Excerpt to read: Begin

Vermont Plan Hinges on Affordable Care Act Opt-Out
Even though a single-payer system — or, rather, a hybrid version of such a system — is on the verge of becoming Vermont law, it will not become a reality for a number of years, and state officials and lawmakers must take intermediary steps to make it happen.
As a prelude to a single-payer system, the legislation gets Vermont in sync with the new federal healthcare reform law known as the Affordable Care Act (ACA). The ACA requires states to set up so-called health insurance exchanges by 2014, through which individuals and small businesses can purchase coverage, with federal subsidies for those in need. The Vermont bill establishes such a state exchange for insurance shoppers.
Under the bill, the exchange created for the ACA could turn into a single-payer plan called Green Mountain Care, which would offer coverage to all Vermont residents. As the ACA reads now, states wishing to implement their own version of healthcare reform can begin to do so in 2017, provided they obtained a federal waiver. Such states must demonstrate that their plan would extend comprehensive and affordable health coverage to just as many people as the ACA, and not increase the federal deficit. They would then receive all the federal funds they would have been otherwise entitled to under the ACA.

Excerpt to read: End
Data extract: Begin

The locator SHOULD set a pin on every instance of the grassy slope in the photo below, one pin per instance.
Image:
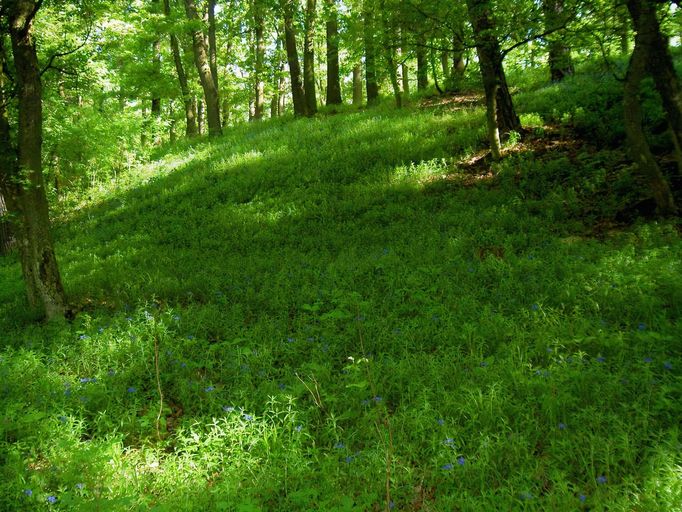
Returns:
(514, 363)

Data extract: End

* [Exercise description]:
Reproduce the Vermont health plan article from "Under the bill, the" to "under the ACA.". Use only the Vermont health plan article to complete this.

* [Reply to the task]:
Under the bill, the exchange created for the ACA could turn into a single-payer plan called Green Mountain Care, which would offer coverage to all Vermont residents. As the ACA reads now, states wishing to implement their own version of healthcare reform can begin to do so in 2017, provided they obtained a federal waiver. Such states must demonstrate that their plan would extend comprehensive and affordable health coverage to just as many people as the ACA, and not increase the federal deficit. They would then receive all the federal funds they would have been otherwise entitled to under the ACA.